--- start Data in this exercise ---

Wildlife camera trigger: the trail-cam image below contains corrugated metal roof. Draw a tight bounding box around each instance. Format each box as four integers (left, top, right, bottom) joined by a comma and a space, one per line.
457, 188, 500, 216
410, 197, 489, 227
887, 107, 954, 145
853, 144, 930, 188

--- end Data in this exercise ---

What to produce:
Copy the records with "trail camera" substituted for "trail-cam", leaving everything else unchanged.

Task answer:
Wildlife camera trigger: the trail camera image below contains corrugated metal roof. Draw a tight bounding box around each instance. Format each box as four integers (left, top, right, bottom) joined by a comma and a space, one per line.
457, 188, 500, 216
410, 197, 489, 227
887, 107, 954, 145
853, 144, 930, 188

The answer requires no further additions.